DATA FOR THIS EXERCISE.
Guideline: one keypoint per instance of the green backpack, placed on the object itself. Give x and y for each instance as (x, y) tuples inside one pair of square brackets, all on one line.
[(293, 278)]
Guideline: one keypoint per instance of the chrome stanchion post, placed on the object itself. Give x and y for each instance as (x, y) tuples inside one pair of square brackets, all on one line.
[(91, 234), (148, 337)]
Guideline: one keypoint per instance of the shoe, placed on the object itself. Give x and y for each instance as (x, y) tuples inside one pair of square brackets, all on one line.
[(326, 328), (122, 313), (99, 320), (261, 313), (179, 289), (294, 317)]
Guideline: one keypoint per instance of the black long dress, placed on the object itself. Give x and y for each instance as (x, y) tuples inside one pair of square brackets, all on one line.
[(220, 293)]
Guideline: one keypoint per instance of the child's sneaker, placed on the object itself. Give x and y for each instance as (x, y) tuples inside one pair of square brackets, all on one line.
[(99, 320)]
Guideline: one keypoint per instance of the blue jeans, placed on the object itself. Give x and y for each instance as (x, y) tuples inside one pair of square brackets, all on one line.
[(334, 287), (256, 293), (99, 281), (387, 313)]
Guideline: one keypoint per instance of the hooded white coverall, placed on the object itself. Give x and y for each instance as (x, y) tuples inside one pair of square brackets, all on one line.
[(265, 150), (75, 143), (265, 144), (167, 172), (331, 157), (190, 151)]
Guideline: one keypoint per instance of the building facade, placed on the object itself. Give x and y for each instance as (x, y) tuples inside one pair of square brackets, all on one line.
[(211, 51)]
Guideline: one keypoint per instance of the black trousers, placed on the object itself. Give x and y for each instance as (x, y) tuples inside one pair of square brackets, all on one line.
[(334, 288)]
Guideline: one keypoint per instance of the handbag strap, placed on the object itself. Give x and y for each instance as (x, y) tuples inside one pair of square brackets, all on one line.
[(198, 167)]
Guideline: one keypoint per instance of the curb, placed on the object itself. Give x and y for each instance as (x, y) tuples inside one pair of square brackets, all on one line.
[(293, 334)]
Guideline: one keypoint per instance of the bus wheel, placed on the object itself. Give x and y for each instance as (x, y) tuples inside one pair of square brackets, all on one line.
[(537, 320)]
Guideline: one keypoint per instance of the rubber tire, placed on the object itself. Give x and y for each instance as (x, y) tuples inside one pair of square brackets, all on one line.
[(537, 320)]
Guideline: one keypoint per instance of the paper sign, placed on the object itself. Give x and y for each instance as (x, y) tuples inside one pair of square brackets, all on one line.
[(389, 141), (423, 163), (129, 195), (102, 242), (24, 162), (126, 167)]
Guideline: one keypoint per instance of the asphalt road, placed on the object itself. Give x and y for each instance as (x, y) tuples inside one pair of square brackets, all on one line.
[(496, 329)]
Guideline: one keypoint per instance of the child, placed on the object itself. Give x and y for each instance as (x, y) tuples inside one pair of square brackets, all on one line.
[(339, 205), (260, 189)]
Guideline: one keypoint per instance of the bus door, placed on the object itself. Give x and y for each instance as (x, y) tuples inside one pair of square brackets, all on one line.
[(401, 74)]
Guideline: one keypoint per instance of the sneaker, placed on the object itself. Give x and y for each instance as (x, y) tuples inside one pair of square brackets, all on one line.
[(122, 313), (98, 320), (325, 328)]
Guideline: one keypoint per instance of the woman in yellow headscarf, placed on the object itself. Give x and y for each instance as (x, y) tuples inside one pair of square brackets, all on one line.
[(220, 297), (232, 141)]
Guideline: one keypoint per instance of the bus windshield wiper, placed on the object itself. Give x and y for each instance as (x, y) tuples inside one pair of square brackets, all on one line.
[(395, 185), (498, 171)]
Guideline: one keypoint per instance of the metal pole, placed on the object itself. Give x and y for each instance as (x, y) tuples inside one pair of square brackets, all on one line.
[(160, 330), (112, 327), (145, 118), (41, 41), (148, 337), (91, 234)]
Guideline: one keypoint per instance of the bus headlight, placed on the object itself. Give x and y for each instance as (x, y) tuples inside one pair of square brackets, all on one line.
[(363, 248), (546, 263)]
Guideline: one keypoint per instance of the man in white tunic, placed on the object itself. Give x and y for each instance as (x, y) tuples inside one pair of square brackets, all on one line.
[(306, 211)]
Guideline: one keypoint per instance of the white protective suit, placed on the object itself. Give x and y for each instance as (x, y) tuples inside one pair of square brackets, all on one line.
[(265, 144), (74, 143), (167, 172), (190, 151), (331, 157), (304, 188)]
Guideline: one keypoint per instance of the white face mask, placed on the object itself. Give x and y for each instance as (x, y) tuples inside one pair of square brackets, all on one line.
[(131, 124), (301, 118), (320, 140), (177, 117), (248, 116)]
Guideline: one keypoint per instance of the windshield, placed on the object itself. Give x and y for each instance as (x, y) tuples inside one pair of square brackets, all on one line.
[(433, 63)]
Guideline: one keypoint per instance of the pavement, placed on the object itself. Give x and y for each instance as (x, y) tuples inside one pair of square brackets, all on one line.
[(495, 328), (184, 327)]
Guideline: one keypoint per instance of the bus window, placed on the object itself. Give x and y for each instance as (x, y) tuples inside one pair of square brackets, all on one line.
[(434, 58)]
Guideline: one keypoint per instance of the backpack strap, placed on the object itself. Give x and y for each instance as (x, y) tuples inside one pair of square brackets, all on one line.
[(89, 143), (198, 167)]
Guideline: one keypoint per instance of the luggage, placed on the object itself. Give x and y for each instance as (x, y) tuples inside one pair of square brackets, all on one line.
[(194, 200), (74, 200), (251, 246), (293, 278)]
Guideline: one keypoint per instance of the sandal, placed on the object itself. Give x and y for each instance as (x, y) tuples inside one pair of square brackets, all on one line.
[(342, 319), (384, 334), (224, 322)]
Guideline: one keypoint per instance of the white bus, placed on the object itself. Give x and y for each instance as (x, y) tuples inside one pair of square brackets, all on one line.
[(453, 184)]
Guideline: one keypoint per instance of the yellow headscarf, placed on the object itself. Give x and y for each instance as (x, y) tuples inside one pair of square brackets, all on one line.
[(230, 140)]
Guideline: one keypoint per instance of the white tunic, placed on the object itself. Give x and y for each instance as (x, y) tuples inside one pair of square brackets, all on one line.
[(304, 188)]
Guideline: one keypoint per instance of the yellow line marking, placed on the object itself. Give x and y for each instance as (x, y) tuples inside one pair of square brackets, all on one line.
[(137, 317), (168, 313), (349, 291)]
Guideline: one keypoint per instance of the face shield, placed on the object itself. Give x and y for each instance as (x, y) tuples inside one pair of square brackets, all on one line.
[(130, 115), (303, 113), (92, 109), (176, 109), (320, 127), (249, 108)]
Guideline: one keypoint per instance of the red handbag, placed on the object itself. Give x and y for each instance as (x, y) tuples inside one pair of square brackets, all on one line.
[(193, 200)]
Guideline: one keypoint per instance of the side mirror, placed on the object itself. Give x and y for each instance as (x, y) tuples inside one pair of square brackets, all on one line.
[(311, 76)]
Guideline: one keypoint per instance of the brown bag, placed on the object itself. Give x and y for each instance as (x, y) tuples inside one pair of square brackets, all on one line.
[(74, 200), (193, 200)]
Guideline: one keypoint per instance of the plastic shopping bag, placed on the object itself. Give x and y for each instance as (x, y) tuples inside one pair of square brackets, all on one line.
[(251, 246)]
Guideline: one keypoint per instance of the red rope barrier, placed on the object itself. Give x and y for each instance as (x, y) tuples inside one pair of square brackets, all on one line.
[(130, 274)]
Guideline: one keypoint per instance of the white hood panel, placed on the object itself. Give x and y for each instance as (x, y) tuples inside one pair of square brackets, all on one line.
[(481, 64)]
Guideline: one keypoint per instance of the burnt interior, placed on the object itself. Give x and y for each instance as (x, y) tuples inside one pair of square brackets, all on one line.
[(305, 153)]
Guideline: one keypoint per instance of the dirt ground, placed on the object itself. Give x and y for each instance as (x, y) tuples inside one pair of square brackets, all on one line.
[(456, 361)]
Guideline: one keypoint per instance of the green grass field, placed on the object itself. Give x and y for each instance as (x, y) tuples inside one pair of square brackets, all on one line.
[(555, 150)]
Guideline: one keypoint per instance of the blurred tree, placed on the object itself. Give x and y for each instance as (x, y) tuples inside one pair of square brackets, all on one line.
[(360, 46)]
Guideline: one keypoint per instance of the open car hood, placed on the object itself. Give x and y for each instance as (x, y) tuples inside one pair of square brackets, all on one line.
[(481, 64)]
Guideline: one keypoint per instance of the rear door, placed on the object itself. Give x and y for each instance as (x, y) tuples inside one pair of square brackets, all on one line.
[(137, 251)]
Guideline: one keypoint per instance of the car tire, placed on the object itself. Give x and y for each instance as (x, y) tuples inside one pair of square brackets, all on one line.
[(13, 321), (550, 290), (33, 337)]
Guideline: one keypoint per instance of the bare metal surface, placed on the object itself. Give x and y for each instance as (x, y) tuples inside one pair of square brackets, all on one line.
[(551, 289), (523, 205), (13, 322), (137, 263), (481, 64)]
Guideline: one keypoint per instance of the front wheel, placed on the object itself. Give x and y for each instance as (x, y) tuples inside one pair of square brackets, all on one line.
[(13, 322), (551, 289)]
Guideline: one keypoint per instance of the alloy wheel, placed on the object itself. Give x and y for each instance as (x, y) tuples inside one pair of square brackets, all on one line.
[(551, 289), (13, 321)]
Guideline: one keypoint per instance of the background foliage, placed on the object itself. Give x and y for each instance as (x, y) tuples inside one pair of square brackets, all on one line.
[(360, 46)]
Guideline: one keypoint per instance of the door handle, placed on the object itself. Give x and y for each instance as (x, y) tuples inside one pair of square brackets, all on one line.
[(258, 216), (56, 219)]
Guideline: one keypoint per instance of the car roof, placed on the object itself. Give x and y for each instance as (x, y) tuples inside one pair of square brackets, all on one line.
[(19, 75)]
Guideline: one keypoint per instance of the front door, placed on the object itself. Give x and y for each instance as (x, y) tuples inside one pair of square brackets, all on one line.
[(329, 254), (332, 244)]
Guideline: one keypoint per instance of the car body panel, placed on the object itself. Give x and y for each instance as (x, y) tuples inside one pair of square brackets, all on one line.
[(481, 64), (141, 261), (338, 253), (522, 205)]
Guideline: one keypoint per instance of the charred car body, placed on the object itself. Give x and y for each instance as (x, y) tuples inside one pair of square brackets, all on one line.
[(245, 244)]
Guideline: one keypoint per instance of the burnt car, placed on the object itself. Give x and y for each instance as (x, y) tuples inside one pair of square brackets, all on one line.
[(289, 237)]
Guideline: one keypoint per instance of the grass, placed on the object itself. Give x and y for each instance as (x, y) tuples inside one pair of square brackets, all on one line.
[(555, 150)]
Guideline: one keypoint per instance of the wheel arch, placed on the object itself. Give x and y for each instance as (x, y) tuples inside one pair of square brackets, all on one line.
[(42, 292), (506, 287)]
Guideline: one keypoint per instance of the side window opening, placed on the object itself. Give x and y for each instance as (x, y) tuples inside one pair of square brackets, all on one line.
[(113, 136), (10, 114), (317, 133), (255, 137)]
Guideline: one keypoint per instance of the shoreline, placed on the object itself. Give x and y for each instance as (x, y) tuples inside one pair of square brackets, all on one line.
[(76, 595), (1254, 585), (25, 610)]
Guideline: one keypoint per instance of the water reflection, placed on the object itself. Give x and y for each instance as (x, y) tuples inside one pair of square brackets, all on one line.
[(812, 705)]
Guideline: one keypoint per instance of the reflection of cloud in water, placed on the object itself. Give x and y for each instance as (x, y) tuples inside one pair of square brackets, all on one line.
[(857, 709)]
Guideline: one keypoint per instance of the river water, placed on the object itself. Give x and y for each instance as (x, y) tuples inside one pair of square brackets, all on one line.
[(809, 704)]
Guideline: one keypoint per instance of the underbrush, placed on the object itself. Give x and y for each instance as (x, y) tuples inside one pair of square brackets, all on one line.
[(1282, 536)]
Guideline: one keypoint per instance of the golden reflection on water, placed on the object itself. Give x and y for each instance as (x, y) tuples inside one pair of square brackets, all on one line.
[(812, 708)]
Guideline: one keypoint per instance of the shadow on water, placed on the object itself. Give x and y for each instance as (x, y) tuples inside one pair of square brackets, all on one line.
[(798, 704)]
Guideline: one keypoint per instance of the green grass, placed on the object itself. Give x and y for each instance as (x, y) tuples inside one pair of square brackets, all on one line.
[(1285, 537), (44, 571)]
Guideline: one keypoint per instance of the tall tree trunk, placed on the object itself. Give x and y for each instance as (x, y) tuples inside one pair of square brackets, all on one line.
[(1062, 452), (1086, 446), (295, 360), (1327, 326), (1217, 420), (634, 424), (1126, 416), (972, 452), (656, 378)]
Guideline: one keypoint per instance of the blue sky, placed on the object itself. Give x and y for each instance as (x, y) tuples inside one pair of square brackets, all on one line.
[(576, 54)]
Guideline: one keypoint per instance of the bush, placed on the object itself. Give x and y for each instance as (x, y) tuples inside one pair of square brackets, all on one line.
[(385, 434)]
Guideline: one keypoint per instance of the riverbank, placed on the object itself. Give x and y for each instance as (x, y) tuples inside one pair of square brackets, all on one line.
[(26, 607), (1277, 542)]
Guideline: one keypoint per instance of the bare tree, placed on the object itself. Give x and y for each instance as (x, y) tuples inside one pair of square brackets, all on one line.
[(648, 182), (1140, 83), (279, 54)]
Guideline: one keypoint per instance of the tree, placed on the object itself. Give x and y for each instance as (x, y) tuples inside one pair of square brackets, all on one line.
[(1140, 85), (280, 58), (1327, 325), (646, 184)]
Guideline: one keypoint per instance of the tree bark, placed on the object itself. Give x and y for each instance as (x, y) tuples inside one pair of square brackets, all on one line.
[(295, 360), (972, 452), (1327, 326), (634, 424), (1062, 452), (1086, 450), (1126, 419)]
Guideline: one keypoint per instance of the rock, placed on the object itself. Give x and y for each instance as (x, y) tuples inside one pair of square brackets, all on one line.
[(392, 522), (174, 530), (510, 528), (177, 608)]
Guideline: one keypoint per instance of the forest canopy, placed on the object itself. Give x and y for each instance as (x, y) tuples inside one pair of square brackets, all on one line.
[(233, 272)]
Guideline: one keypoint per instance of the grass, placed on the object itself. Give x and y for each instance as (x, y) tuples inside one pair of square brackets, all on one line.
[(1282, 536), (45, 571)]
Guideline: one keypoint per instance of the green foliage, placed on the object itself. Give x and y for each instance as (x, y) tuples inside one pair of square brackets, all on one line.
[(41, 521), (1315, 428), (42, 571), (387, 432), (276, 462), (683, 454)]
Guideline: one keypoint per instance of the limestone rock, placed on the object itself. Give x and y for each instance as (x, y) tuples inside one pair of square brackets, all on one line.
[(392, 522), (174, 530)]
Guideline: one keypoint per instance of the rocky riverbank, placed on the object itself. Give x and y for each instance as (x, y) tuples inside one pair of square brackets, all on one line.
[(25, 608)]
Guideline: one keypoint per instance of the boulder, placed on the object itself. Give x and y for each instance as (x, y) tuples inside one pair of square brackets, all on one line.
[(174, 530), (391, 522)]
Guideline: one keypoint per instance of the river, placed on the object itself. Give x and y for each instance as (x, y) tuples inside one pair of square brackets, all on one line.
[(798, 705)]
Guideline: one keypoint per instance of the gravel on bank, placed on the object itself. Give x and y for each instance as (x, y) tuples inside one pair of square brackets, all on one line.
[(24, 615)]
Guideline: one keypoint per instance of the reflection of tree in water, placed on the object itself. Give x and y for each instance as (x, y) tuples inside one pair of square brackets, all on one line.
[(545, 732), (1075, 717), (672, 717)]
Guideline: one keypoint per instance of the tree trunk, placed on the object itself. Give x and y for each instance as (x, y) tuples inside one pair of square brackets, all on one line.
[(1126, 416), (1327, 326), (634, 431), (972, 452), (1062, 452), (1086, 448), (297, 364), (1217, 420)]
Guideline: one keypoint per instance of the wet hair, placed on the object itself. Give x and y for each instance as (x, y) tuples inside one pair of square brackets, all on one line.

AIM. Can you rewrite the records from their first line through the line containing "[(293, 278)]" as a Markdown table with the columns Row and Record line, numbering each row and leaving out blank lines?

TASK RESULT.
| Row | Record line |
|---|---|
| 1 | Guideline: one keypoint per instance of the green backpack, placed on the object itself. Give x and y for each instance as (x, y) tuples inside one pair of square brackets, all on one line. |
| 2 | [(293, 278)] |